▶ **Written problem**: Nothing other than the lines from the one containing "For the evaluation, point out each instance of the wood grain" through the close of the entries below should be printed, each exactly.

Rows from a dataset
==================================================

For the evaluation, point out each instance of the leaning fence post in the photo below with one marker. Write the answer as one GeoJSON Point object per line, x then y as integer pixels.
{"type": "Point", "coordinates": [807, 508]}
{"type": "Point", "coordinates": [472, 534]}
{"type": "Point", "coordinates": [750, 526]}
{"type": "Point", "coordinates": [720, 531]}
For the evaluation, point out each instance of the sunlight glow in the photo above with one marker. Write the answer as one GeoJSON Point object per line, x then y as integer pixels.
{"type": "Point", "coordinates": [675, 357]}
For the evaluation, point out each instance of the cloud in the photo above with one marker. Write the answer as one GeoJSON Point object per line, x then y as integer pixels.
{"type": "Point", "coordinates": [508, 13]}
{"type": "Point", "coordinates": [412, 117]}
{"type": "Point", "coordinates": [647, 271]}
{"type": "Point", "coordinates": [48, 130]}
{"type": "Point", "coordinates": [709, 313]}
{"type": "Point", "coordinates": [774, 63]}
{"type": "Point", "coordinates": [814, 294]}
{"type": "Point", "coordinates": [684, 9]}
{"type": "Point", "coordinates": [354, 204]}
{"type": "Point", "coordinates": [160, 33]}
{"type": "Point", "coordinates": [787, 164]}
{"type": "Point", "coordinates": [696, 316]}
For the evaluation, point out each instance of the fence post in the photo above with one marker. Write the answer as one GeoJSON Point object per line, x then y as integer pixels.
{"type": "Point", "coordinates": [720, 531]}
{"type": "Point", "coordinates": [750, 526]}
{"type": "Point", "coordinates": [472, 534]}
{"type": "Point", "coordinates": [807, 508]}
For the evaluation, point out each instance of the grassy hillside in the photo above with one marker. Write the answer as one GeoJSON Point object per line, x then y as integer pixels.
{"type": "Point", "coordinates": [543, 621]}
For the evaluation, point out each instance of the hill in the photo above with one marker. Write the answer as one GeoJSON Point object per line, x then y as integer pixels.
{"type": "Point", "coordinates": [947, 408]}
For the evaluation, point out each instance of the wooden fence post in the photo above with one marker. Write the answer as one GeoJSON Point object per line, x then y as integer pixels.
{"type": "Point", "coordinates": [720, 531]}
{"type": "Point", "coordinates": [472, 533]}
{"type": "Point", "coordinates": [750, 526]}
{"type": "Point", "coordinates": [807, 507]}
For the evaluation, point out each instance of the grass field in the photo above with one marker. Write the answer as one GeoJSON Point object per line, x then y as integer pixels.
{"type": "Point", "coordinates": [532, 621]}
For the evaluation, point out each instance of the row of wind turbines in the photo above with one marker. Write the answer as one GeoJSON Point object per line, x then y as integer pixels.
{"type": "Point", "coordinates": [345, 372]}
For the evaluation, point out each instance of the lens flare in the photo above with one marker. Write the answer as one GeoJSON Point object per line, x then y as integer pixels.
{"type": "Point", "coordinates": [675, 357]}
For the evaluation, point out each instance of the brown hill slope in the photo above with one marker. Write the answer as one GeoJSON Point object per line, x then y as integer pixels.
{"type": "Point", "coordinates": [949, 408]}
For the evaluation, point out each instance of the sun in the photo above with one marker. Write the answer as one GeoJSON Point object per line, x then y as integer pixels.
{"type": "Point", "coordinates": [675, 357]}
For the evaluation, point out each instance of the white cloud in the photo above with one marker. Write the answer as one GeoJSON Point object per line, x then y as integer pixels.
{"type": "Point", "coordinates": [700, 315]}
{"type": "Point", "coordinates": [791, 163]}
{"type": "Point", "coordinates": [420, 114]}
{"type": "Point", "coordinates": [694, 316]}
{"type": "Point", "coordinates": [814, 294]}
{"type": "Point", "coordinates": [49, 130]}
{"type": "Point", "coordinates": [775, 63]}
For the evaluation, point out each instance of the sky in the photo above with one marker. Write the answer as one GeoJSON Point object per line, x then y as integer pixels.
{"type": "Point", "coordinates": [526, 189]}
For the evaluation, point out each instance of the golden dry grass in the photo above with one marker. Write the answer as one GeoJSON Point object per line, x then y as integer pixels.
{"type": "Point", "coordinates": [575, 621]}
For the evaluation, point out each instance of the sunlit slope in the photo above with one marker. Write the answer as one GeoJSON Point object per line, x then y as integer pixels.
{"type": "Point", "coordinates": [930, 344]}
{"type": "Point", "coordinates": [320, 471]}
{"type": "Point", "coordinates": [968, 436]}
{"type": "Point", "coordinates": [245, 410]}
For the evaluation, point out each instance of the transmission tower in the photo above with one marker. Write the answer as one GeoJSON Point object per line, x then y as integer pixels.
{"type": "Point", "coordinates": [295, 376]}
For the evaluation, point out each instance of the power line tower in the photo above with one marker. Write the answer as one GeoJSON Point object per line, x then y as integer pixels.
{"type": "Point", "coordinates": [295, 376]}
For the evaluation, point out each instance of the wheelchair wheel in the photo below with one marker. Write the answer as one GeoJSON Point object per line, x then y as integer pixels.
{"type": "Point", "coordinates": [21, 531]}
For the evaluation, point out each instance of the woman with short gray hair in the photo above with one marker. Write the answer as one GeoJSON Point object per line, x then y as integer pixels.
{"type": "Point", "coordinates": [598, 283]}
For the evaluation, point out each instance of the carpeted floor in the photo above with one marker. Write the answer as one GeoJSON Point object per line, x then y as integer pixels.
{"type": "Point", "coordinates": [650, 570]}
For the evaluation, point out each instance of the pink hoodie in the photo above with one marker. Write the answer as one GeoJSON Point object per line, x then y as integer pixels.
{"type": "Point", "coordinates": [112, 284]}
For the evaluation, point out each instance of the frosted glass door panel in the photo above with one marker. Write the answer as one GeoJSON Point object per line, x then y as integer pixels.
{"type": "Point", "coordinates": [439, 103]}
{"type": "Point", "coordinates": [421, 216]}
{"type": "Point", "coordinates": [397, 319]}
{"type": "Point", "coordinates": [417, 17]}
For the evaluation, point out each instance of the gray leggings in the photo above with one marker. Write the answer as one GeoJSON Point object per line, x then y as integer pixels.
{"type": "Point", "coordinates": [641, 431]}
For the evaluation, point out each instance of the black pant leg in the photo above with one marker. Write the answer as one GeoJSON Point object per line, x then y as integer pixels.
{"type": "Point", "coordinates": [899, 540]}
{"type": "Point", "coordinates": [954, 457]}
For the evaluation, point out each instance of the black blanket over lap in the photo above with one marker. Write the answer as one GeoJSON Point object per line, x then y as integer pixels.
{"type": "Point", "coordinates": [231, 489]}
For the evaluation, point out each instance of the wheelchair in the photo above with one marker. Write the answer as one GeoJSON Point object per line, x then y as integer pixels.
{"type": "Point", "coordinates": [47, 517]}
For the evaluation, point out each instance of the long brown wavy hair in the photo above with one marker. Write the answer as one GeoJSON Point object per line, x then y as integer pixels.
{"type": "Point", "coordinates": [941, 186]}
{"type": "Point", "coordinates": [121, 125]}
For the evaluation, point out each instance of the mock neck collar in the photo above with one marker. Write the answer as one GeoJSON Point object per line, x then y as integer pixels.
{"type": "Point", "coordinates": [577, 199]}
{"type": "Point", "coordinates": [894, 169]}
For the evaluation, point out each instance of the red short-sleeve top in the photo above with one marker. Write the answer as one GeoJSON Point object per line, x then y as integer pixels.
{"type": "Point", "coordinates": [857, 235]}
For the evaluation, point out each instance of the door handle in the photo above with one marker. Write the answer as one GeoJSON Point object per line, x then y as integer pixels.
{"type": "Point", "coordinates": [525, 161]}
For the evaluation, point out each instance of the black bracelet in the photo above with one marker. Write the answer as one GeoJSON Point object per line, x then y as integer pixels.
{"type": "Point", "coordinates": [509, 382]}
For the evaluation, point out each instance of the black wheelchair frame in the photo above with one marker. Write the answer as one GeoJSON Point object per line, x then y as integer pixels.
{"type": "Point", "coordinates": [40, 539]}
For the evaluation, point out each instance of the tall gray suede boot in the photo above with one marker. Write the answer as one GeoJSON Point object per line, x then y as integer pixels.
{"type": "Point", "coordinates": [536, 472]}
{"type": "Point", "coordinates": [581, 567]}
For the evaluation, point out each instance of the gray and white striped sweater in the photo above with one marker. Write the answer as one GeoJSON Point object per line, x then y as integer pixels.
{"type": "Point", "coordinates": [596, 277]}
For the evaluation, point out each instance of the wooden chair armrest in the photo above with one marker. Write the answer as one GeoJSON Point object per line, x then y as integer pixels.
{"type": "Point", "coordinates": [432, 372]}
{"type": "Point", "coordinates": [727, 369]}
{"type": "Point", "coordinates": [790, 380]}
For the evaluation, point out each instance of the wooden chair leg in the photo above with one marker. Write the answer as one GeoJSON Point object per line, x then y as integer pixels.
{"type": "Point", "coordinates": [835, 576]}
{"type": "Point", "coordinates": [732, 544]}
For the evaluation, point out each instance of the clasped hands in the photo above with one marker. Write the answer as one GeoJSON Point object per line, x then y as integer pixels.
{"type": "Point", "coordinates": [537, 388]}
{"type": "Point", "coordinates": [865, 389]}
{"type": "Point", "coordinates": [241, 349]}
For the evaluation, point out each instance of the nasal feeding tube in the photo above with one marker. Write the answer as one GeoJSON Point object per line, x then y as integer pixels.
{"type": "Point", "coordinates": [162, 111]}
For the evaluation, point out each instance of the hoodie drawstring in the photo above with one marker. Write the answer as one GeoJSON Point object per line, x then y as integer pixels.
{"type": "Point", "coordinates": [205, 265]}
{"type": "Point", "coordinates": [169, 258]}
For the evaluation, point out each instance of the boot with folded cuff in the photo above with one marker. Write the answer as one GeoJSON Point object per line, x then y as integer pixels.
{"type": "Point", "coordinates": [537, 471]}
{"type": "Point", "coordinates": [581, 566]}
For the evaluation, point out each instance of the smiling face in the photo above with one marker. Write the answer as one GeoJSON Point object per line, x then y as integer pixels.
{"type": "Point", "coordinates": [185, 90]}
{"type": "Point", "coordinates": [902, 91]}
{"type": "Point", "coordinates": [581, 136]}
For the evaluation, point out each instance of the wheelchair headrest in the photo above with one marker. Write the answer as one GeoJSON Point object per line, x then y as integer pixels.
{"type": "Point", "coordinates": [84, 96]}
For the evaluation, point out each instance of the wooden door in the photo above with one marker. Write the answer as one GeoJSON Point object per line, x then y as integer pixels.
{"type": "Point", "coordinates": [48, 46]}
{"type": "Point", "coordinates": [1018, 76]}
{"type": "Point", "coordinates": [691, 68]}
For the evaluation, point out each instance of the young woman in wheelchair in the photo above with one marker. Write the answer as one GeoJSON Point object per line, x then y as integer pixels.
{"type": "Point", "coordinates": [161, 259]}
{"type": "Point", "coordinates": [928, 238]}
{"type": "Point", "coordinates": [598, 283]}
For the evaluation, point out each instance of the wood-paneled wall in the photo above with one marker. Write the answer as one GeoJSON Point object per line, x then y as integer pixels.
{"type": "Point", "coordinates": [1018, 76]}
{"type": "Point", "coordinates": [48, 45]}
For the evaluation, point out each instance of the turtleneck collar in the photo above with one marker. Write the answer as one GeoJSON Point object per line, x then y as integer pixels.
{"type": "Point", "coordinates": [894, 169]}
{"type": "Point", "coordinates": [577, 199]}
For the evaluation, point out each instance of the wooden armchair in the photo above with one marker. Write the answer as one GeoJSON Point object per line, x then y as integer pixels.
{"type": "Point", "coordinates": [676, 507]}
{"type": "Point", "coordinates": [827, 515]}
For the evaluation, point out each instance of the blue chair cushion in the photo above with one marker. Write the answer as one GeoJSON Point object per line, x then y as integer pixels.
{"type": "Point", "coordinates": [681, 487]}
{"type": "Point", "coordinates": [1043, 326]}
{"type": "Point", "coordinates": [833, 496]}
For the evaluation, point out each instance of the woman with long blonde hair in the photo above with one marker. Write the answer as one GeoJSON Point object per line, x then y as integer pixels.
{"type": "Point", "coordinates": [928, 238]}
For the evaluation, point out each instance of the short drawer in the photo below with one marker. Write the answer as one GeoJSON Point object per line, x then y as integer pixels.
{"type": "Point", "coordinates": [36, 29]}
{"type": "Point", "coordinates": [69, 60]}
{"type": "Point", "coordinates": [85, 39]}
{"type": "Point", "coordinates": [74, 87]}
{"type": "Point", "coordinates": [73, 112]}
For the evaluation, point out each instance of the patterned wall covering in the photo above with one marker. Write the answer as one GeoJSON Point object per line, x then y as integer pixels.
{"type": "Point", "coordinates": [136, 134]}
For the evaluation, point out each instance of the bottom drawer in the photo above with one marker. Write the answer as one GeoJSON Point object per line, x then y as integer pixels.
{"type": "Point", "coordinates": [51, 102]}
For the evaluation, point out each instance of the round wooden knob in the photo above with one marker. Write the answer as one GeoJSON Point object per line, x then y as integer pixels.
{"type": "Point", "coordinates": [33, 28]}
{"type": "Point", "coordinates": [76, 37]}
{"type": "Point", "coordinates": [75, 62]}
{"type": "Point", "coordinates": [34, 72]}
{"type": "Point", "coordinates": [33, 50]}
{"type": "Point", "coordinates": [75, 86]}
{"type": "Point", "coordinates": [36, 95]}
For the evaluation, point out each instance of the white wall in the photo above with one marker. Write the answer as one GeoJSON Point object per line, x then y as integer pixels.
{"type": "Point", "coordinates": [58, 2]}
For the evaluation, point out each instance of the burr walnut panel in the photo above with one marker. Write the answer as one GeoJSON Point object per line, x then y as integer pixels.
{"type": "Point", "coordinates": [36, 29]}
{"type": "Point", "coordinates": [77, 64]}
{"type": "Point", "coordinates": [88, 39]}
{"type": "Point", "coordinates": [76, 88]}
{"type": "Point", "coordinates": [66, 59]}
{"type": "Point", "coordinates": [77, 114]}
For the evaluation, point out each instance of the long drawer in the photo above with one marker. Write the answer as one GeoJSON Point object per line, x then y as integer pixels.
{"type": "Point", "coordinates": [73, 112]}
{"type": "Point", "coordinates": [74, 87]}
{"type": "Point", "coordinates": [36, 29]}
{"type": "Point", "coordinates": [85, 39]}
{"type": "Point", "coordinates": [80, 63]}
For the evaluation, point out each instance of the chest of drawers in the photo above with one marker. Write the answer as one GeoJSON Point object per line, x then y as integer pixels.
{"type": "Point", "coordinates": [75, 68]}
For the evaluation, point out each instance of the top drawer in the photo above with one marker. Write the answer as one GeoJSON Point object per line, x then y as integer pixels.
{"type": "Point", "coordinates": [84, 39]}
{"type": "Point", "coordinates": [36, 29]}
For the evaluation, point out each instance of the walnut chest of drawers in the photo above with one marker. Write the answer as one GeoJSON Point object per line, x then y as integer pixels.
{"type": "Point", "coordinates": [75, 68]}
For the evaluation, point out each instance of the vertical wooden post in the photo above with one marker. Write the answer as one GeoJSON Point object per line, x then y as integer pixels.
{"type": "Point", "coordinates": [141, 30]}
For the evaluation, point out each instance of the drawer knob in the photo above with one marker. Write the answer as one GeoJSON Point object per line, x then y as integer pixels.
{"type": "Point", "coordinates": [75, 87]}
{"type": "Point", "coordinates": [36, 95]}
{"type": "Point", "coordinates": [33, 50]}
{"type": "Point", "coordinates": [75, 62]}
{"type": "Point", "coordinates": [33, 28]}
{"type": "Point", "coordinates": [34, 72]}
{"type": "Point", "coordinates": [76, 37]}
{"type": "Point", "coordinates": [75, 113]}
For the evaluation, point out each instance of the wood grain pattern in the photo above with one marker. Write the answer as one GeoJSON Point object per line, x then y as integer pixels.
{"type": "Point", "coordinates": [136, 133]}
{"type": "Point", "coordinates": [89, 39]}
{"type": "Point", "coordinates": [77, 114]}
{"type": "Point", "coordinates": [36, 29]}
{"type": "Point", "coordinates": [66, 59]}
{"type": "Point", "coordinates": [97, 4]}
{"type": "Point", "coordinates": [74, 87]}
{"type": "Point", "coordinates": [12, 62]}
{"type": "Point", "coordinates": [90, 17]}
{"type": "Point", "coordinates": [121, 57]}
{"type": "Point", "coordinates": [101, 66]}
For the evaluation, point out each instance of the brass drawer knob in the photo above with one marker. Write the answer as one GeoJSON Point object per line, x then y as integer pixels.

==================================================

▶ **Exercise response**:
For the evaluation, point out each instance of the wood grain pattern in the photo above with one marker. Write the answer as one GeoJSON Point object per line, x then y as integer pixels.
{"type": "Point", "coordinates": [136, 133]}
{"type": "Point", "coordinates": [89, 39]}
{"type": "Point", "coordinates": [77, 114]}
{"type": "Point", "coordinates": [36, 29]}
{"type": "Point", "coordinates": [66, 59]}
{"type": "Point", "coordinates": [97, 4]}
{"type": "Point", "coordinates": [74, 87]}
{"type": "Point", "coordinates": [12, 62]}
{"type": "Point", "coordinates": [90, 17]}
{"type": "Point", "coordinates": [121, 57]}
{"type": "Point", "coordinates": [101, 66]}
For the evaluation, point out each instance of the brass drawer knob in the photo above with one marker. Write the answer as one GeoJSON Point object per line, x then y as integer pixels.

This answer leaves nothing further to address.